• [Problem to work on]: Rewrite every line from the one that contains "For the pointing benchmark, tag every instance of the vertical" through the last line, changing only the point coordinates that follow each "Query:" line. Multiply each of those coordinates by 1.3 and round to a whole number, rounding halves up.

________________________

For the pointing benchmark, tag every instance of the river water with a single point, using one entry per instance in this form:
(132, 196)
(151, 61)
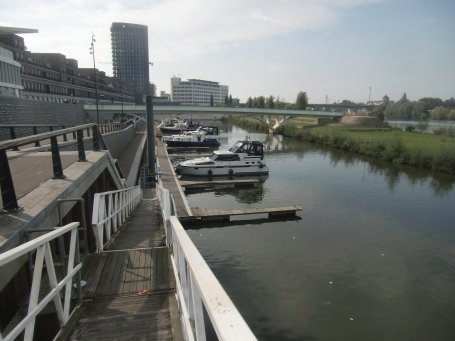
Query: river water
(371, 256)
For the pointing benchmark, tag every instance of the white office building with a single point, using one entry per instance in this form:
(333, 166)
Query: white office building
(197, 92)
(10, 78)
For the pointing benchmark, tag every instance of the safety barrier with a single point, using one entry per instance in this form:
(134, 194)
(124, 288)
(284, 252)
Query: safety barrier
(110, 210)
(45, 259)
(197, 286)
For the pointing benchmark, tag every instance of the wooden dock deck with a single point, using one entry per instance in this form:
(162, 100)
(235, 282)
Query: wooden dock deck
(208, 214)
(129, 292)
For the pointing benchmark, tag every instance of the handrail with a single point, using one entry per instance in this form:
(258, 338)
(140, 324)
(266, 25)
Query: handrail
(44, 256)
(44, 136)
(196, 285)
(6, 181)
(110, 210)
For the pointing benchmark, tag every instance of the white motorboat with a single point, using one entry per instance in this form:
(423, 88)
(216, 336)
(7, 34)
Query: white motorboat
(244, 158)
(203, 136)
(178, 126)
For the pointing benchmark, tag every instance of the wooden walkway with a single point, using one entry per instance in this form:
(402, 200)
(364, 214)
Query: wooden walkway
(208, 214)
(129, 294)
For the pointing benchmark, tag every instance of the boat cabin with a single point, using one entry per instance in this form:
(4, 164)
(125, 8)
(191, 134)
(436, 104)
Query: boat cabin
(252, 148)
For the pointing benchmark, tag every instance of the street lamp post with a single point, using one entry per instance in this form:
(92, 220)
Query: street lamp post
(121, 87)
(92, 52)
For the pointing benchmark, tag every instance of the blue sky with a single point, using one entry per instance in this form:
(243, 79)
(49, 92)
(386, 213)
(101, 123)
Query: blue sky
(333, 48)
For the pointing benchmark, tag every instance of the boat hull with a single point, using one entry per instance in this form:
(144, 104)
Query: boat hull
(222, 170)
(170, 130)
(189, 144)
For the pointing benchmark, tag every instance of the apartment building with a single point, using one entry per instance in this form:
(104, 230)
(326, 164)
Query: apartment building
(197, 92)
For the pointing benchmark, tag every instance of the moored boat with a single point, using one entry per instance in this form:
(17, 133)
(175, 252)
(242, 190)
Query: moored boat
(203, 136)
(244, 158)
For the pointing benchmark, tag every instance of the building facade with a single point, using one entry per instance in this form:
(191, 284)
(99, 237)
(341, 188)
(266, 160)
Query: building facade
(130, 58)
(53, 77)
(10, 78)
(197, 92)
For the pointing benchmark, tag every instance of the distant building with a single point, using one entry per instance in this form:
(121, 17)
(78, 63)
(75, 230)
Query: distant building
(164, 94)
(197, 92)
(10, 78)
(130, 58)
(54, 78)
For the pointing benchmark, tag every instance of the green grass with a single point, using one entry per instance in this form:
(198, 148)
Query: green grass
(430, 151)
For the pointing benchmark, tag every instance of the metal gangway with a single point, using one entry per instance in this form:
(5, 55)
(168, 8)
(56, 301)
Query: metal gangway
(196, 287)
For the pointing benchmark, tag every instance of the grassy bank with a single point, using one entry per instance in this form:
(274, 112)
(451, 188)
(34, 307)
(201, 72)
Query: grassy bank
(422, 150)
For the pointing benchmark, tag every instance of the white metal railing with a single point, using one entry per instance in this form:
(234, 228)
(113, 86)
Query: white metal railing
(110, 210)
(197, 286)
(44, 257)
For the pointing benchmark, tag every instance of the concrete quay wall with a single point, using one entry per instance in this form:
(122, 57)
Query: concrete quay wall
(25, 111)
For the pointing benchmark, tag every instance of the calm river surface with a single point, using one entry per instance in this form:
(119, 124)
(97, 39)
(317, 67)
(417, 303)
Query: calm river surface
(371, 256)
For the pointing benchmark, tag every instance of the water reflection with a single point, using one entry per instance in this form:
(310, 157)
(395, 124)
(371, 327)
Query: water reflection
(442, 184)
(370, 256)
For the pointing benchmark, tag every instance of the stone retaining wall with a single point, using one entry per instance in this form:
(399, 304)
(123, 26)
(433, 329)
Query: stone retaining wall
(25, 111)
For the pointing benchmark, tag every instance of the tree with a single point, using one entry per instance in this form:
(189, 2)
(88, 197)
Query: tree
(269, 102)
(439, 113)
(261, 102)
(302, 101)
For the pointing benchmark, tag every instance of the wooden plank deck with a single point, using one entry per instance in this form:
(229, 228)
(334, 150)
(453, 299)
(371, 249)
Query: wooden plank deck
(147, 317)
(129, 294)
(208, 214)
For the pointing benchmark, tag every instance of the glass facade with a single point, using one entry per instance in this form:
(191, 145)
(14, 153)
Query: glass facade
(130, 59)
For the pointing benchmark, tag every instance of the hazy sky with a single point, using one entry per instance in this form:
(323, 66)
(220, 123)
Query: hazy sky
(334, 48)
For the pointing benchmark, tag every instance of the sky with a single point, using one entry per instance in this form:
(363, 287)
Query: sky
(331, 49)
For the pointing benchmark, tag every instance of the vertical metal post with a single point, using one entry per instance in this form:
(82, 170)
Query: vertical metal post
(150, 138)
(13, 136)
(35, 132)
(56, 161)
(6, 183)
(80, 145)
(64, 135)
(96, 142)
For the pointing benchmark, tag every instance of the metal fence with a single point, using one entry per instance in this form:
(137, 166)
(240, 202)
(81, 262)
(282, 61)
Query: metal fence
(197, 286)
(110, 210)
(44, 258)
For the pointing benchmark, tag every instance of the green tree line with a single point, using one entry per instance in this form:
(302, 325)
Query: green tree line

________________________

• [Full solution]:
For the pointing benchmark, tag every instance of the vertical metal post with a single point, using one entry per instance in this form:
(82, 170)
Query: vertical metal post
(195, 179)
(17, 177)
(46, 172)
(73, 209)
(8, 238)
(104, 189)
(83, 176)
(125, 185)
For the pointing benchmark, tag every instance of the metal fence with a single point, using one entry per instance in this form:
(137, 166)
(240, 202)
(81, 262)
(282, 61)
Query: metal fence
(256, 372)
(143, 273)
(57, 335)
For the pointing benchmark, tag every instance of the green tree line with a single point, using one entry per instance in this form:
(302, 325)
Query: green tree line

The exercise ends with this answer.